──────── Text segment ────────

What Can We Learn from Other People’s Food?

Photo Richard Yeh for WNYC

Photo Richard Yeh for WNYC

Last Thursday, I spent the morning transcribing a three-hour lunch with my father and his brothers. Then, I started crafting it into an article I was already late submitting. Staring at a white blank page, I was stumped. My assignment was to share the experience of a typical Portuguese restaurant meal. But as I listened to the recording and scanned my transcription, I was at a loss.

How was I to put into a paltry 1,000 words the witty banter, looping political talk, bittersweet stories of their having grown on a remote Portuguese island, and the pride in our family’s American-ness now, all through the language of the food we were eating? How was I to articulate the feeling of being in a Portuguese restaurant, when it is simply how I understand what family meals are to look, smell, and taste like? And how was I to do this when most Americans – those who will be primarily reading the piece – have no base understanding of what Portuguese food or being Portuguese actually is?

──────── Information shown ────────

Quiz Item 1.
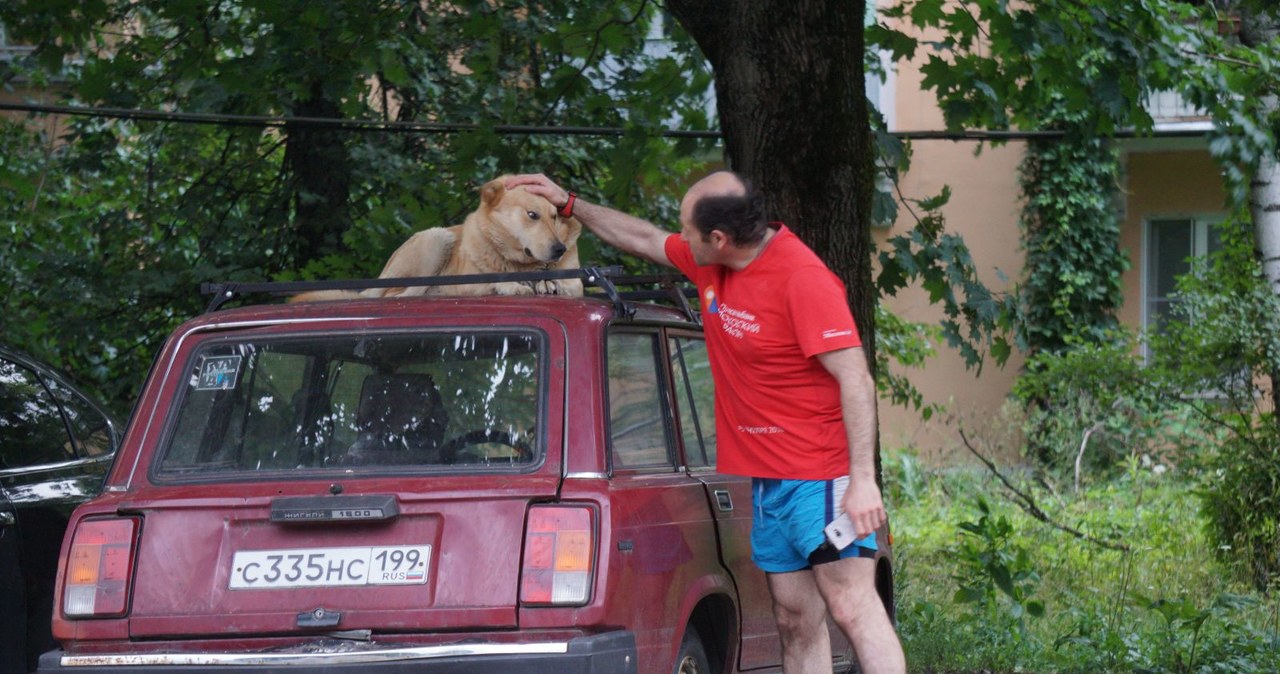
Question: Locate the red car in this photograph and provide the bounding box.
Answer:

────────

Task requirements:
A – The essay on Portuguese food asks how a paltry 1,000 words could hold several things from the lunch. List each of them.
B – Write the next part of the essay on Portuguese food, starting after its final paragraph.

Answers to the exercise:
A –
- The witty banter
- The looping political talk
- The bittersweet stories of their having grown on a remote Portuguese island
- The pride in the family's American-ness now

B –
Mine was the better problem to have. The worser would be having to defend my cuisine and my culture. Or articulating myself as a human being completely separate from that cuisine and that culture.

I’m talking about racism in food.

Later that day, after I’d scribbled out 800 words I’m still not happy with (my kingdom for a horse!), I headed to WNYC’s The Greene Space to watch Dan Pashman ask questions about food and race in a live taping of his podcast show, The Sporkful. Technically there to write about his Other People’s Food series for the Village Voice, I was selfishly hoping that the varying opinions I was going to hear from Pashman and guests Rosie Perez, Ashok Kondabolu, and Michelle Buteau would give me greater insight as to how a few other people looked at their relationship with the cuisine of their home and heritage.

Coincidentally, all three guests are also something­-American. But our similarities regarding the something part kinda end there because of one big difference: my skin is white.

I have a dad with a funny accent. We eat codfish, dance in circles at formal parties, and my male cousins intimidate the suitors of their female cousins (“That’s just like your family!” was tossed at me more than once when My Big Fat Greek Wedding came out and similarities were noted).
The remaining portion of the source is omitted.